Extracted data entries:
>> begin

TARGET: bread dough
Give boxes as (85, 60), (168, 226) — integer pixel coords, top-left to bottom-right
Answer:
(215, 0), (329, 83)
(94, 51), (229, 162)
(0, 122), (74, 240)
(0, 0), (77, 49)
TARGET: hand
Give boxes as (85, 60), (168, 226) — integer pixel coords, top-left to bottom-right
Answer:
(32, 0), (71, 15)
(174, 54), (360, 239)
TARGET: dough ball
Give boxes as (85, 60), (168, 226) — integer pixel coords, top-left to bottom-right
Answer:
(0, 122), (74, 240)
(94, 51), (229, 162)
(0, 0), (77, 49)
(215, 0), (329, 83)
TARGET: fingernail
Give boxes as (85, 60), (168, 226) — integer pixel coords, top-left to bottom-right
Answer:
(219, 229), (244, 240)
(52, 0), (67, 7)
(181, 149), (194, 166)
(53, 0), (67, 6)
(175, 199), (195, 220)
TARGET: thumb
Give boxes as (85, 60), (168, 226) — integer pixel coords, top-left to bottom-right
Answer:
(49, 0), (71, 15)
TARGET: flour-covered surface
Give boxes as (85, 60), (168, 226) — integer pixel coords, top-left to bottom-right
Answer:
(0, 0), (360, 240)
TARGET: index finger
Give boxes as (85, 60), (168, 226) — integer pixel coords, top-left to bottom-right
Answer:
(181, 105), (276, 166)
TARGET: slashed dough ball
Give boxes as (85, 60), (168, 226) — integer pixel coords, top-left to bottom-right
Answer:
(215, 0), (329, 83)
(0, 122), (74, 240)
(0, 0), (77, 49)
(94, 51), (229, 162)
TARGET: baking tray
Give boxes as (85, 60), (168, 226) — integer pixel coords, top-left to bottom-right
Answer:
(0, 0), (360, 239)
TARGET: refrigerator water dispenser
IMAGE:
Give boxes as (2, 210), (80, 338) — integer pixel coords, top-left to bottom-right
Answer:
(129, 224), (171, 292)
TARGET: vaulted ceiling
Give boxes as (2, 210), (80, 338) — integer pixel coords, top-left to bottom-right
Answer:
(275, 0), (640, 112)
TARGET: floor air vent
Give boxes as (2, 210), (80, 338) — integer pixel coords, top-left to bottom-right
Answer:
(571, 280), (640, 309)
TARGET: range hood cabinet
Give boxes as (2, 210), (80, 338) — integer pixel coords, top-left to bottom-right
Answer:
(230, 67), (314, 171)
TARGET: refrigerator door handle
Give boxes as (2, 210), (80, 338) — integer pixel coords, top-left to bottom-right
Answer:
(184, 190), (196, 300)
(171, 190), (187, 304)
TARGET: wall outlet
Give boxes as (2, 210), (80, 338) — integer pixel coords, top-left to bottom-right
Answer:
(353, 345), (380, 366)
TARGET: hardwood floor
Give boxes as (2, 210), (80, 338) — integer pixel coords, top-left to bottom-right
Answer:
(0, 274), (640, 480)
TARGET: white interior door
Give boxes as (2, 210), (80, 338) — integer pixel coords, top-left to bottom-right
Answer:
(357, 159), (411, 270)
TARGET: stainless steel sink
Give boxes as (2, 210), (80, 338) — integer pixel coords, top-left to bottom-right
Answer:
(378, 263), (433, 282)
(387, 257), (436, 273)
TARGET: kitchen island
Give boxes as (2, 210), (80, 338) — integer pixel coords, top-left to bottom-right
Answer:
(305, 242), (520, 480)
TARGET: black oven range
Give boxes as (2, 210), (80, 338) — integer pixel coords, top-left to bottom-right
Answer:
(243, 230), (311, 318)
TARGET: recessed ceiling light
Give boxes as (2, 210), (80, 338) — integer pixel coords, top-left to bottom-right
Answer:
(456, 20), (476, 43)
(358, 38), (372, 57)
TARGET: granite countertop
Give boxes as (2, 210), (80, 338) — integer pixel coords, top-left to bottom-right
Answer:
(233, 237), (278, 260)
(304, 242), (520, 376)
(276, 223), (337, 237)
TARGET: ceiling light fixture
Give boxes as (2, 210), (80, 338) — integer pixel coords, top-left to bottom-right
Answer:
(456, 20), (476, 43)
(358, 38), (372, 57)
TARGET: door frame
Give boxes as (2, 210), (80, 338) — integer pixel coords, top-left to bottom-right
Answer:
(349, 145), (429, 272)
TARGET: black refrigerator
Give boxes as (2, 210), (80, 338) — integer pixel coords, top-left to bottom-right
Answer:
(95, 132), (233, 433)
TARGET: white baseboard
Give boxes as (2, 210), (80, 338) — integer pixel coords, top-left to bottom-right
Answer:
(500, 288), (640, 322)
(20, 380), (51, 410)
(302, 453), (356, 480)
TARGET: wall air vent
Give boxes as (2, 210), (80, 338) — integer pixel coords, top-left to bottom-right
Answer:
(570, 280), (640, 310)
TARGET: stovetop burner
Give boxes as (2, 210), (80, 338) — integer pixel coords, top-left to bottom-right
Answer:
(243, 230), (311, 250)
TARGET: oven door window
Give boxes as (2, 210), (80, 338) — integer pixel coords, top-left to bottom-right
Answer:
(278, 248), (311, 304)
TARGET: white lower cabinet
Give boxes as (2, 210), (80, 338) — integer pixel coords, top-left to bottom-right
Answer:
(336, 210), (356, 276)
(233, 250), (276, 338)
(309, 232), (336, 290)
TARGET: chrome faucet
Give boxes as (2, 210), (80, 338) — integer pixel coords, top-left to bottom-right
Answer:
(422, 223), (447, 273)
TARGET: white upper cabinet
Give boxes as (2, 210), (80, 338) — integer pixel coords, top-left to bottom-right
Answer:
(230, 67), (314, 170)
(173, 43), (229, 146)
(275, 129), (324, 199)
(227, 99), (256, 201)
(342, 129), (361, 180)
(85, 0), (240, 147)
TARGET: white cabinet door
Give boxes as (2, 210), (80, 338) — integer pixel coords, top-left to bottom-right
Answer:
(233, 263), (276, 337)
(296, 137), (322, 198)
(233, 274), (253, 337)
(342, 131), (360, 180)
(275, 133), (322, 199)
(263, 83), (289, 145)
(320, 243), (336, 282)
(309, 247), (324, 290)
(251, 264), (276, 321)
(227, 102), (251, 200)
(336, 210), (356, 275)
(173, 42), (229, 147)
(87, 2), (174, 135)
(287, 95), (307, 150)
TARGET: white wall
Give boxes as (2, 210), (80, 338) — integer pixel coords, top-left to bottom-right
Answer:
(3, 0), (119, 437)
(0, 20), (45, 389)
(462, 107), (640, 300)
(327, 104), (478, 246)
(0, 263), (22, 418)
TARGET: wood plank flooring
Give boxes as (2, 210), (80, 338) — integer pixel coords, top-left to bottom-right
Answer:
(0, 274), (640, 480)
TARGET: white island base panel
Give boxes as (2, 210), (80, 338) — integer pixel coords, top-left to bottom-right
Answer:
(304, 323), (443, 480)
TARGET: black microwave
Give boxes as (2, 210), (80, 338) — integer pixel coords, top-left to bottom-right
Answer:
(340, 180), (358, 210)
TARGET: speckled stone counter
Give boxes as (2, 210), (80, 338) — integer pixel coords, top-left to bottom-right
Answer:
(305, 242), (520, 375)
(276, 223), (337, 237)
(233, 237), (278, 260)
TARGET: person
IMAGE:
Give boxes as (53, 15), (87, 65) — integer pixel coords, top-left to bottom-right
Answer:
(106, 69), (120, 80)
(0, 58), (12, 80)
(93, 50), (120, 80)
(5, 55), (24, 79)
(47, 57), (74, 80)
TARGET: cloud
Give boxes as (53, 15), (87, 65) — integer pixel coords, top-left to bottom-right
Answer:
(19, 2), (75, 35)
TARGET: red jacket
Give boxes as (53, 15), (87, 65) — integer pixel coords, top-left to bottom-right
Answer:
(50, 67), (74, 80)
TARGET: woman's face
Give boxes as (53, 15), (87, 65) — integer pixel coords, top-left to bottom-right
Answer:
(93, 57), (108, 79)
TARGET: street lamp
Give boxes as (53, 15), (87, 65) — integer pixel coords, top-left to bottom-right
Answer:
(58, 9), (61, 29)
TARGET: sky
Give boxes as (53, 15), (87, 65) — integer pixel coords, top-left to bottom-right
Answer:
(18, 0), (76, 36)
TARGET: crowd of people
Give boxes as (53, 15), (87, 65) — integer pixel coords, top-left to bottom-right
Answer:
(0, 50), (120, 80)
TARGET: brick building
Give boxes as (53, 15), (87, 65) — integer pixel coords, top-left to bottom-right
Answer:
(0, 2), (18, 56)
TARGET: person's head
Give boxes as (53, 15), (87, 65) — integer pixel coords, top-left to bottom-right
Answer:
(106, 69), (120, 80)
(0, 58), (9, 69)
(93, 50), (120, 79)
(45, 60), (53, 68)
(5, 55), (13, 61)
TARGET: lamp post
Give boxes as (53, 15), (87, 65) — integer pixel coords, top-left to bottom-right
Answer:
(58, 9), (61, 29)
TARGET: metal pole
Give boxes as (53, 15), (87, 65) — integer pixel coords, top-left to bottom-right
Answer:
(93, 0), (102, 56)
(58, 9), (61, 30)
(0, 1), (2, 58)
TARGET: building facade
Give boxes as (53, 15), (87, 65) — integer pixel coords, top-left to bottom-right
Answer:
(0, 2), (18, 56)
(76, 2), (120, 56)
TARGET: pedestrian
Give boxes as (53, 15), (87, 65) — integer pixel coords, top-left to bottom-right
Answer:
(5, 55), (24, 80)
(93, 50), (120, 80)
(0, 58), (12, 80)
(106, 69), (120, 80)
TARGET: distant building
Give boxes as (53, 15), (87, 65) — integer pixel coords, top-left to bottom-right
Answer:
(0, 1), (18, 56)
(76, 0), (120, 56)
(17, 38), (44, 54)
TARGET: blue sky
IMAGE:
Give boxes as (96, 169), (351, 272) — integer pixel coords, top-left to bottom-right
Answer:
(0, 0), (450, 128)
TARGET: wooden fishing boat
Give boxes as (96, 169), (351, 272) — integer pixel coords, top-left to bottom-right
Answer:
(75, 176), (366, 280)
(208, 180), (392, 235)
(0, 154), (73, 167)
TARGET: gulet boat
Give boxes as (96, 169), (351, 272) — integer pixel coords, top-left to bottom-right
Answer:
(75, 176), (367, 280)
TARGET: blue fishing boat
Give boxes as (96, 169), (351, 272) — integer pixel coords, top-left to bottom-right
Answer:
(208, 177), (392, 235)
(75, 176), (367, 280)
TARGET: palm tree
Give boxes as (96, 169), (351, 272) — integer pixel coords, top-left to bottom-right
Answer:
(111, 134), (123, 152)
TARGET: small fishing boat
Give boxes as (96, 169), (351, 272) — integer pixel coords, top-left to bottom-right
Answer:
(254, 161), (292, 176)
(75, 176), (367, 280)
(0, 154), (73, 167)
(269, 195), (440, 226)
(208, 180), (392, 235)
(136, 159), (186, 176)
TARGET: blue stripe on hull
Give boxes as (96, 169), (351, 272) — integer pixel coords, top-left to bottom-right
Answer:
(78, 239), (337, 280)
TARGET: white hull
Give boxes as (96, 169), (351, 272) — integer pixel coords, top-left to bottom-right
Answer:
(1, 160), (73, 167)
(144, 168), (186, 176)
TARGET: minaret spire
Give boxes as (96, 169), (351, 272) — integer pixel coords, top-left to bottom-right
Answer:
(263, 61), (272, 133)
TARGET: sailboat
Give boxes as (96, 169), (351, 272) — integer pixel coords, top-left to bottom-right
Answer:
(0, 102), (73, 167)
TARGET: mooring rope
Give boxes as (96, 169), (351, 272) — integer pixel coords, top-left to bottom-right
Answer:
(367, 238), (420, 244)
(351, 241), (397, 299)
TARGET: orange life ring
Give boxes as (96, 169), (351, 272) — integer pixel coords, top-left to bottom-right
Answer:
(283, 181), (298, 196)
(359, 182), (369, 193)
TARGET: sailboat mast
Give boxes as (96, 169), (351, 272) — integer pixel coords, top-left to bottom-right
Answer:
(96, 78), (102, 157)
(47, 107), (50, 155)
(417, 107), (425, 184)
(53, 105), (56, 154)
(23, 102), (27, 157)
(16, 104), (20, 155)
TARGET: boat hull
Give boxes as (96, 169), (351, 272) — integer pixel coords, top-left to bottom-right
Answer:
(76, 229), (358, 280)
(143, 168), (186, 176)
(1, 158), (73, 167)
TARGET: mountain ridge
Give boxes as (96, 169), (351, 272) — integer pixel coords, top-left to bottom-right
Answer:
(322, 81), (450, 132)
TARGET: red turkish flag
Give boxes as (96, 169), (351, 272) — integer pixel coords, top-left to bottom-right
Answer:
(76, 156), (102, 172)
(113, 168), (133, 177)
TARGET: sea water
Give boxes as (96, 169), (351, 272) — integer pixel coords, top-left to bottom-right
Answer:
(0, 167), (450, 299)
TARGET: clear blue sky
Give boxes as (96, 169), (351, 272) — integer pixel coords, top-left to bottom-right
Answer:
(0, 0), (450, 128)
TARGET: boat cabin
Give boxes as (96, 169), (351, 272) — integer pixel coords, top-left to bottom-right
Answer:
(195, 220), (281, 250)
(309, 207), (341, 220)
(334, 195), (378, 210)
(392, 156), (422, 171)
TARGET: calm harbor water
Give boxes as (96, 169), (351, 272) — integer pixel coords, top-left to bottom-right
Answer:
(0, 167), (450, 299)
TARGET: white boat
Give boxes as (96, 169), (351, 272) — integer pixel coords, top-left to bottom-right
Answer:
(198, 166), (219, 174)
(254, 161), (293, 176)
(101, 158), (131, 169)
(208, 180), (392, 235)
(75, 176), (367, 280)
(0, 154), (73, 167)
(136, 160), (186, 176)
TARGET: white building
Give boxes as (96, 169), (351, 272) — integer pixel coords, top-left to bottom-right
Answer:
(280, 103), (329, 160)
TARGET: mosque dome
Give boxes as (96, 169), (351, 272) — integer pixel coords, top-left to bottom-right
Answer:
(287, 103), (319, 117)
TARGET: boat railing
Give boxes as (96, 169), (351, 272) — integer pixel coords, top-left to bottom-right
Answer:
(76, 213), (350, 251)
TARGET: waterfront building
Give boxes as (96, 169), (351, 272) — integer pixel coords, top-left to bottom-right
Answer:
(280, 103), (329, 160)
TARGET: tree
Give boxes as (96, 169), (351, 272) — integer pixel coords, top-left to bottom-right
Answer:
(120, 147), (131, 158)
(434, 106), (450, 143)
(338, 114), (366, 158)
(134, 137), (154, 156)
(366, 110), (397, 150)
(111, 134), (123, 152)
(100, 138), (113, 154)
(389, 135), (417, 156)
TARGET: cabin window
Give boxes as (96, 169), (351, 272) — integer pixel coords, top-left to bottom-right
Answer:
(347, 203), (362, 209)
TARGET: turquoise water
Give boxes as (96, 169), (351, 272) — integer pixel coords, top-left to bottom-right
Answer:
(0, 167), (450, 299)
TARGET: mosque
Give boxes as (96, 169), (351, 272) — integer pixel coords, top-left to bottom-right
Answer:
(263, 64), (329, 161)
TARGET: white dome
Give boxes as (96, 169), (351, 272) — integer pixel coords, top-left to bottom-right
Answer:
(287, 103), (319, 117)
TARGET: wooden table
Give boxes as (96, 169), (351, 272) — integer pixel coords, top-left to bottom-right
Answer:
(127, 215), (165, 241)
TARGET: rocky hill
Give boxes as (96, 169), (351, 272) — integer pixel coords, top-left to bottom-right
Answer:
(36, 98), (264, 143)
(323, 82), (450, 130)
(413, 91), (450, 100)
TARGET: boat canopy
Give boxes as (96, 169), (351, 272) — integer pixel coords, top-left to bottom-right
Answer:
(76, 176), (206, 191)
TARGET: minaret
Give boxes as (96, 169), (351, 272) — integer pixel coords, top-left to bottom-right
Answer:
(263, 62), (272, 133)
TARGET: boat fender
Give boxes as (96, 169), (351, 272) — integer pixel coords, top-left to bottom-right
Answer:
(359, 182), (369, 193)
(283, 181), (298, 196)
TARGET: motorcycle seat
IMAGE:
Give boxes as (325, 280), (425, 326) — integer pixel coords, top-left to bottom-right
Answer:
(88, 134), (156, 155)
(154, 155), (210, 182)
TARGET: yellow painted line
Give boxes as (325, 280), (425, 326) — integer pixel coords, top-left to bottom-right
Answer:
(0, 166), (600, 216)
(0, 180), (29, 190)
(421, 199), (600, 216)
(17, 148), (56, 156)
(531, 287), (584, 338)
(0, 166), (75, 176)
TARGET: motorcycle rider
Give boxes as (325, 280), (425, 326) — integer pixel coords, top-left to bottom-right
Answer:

>> end

- _GOAL_
Rewrite the items starting at the first line and ending at the line that contains "(174, 54), (360, 239)", substituting "palm" for "hand" and leaving everything else unchanged.

- _ANSWER_
TARGET: bread dough
Give boxes as (85, 60), (168, 226) — integer pixel coords, top-left to bottom-right
Answer:
(215, 0), (329, 83)
(94, 51), (229, 162)
(0, 122), (74, 240)
(0, 0), (77, 49)
TARGET: palm
Give boxes as (85, 60), (168, 226) — integer pixel coords, top-left to bottom-right
Answer:
(32, 0), (71, 15)
(174, 54), (360, 239)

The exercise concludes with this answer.